Start of LISTED RECORDS
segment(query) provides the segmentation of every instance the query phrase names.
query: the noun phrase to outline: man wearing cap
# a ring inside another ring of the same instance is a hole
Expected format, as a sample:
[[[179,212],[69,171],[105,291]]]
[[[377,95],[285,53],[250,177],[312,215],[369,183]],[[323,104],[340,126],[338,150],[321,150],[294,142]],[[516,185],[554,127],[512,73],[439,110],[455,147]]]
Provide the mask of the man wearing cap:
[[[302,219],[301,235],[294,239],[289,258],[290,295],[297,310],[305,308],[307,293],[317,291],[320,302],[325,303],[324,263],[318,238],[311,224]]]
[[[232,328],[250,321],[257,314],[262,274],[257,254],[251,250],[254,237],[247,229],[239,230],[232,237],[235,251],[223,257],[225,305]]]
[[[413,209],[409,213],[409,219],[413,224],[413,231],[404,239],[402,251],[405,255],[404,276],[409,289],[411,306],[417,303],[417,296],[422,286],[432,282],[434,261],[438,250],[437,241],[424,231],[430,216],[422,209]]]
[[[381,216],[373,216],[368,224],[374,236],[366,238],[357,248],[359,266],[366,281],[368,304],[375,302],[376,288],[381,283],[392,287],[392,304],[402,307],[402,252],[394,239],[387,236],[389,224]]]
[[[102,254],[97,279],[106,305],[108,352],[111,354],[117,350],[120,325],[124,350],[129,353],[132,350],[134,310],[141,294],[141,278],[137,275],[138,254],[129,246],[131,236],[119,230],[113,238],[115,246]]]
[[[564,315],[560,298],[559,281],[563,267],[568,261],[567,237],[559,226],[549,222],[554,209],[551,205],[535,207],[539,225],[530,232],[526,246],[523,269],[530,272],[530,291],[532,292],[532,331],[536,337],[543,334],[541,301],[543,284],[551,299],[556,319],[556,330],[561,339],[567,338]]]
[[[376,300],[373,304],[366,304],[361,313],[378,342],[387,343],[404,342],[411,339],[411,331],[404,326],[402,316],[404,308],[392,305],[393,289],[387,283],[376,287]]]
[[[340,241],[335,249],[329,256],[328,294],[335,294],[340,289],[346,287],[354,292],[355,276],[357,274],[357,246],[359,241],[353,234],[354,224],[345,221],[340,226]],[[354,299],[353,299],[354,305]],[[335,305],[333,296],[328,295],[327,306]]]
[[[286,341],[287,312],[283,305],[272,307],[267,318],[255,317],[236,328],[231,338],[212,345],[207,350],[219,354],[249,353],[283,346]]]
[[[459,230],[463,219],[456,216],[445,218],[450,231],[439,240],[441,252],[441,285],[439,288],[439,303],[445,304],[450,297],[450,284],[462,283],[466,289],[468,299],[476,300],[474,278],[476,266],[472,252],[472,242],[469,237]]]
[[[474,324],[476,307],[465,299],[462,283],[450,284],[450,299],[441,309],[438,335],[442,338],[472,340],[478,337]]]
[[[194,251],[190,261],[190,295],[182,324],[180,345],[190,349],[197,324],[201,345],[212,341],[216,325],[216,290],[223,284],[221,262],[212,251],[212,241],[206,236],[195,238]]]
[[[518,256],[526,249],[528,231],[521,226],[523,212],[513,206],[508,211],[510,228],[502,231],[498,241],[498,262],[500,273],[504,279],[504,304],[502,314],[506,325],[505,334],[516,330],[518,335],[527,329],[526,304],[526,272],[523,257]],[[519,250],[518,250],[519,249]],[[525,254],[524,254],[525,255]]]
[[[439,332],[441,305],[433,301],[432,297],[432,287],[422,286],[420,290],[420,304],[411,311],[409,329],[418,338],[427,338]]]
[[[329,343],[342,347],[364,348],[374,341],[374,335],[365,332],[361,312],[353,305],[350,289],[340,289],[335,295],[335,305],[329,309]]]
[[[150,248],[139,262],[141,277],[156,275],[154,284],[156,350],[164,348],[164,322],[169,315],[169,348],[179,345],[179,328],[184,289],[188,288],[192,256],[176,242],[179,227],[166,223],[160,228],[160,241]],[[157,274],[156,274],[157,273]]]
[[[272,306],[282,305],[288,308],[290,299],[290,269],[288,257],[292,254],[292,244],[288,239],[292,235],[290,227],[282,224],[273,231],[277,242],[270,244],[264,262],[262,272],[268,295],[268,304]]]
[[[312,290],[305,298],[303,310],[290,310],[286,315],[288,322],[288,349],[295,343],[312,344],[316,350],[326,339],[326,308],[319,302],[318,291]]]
End of LISTED RECORDS
SHORT TASK: Retype all of the lines above without changing anything.

RESPONSE:
segment(query) provides the segmentation of every instance the query phrase names.
query: the noun phrase to outline: man wearing cap
# a ring inside another ring of the same instance is a hole
Expected format, as a sample:
[[[179,212],[69,171],[105,291]]]
[[[377,95],[285,53],[250,177],[312,215],[369,183]],[[323,104],[340,126],[338,150],[321,150],[294,142]],[[516,185],[554,127],[512,73],[439,110],[455,147]]]
Provide the mask of the man wearing cap:
[[[302,219],[301,235],[294,239],[289,258],[290,295],[297,310],[305,308],[307,293],[317,291],[320,302],[325,303],[324,263],[318,238],[311,224]]]
[[[232,328],[250,321],[257,314],[262,274],[257,254],[251,250],[254,237],[247,229],[239,230],[232,237],[235,251],[223,257],[225,305]]]
[[[413,209],[409,213],[409,219],[413,224],[413,231],[404,239],[402,251],[405,255],[404,276],[409,289],[411,306],[417,303],[417,296],[422,286],[432,282],[434,261],[438,250],[437,241],[424,231],[430,216],[422,209]]]
[[[381,216],[373,216],[368,224],[374,236],[366,238],[357,248],[359,266],[366,281],[368,304],[375,302],[376,288],[381,283],[392,287],[392,304],[402,307],[402,252],[394,239],[387,236],[389,224]]]
[[[102,254],[97,279],[106,305],[108,352],[111,354],[117,350],[120,325],[124,350],[129,353],[132,350],[134,310],[141,294],[141,278],[137,275],[138,254],[129,246],[131,236],[119,230],[113,238],[115,246]]]
[[[564,315],[560,298],[559,281],[563,267],[568,261],[567,237],[559,226],[549,222],[554,209],[551,205],[535,207],[539,225],[530,232],[526,246],[523,269],[530,272],[530,291],[532,292],[532,331],[536,337],[543,334],[541,301],[543,284],[551,299],[556,319],[556,330],[561,339],[567,338]]]
[[[376,300],[373,304],[366,304],[361,313],[378,342],[387,343],[404,342],[411,339],[411,331],[404,326],[402,316],[404,308],[392,305],[393,289],[387,283],[376,287]]]
[[[340,241],[335,249],[329,256],[328,294],[335,294],[340,289],[346,287],[354,292],[355,276],[357,274],[357,246],[359,241],[353,234],[354,224],[345,221],[340,226]],[[354,299],[353,299],[354,305]],[[335,305],[333,296],[328,295],[327,306]]]
[[[286,341],[287,312],[283,305],[272,307],[267,318],[255,317],[236,328],[231,338],[212,345],[207,350],[219,354],[249,353],[283,346]]]
[[[459,230],[463,219],[456,216],[445,218],[450,231],[439,240],[441,252],[441,285],[439,288],[439,303],[445,304],[450,297],[450,284],[462,283],[466,289],[468,299],[476,300],[474,278],[476,266],[472,252],[472,242],[469,237]]]
[[[474,324],[476,307],[465,299],[462,283],[450,284],[450,299],[441,309],[438,335],[442,338],[472,340],[478,337]]]
[[[194,251],[190,261],[190,295],[182,324],[180,345],[190,349],[197,324],[201,345],[212,341],[216,325],[216,290],[223,284],[221,262],[212,251],[212,241],[206,236],[195,238]]]
[[[518,256],[526,249],[528,231],[521,226],[523,212],[513,206],[508,211],[510,228],[502,231],[498,241],[498,262],[500,273],[504,279],[504,304],[502,314],[506,325],[505,334],[516,330],[518,335],[527,329],[526,304],[526,272],[523,257]],[[519,250],[518,250],[519,249]],[[525,254],[524,254],[525,255]]]
[[[439,332],[441,305],[433,301],[432,297],[432,287],[422,286],[420,290],[420,304],[411,311],[409,329],[418,338],[427,338]]]
[[[329,343],[342,347],[364,348],[374,341],[374,335],[365,332],[361,312],[353,305],[350,289],[340,289],[335,295],[335,305],[329,309]]]
[[[150,248],[139,262],[141,277],[156,275],[154,284],[156,350],[164,348],[164,322],[169,315],[169,348],[179,345],[179,328],[184,289],[188,288],[192,256],[176,242],[179,227],[166,223],[160,228],[160,241]],[[157,274],[156,274],[157,273]]]
[[[272,306],[282,305],[288,308],[290,299],[290,269],[288,257],[292,254],[292,244],[288,239],[292,235],[290,227],[282,224],[273,231],[277,242],[270,244],[264,262],[262,272],[268,295],[268,304]]]
[[[312,290],[305,298],[303,310],[290,310],[286,315],[288,322],[288,349],[295,343],[312,344],[316,350],[326,339],[326,308],[319,302],[318,291]]]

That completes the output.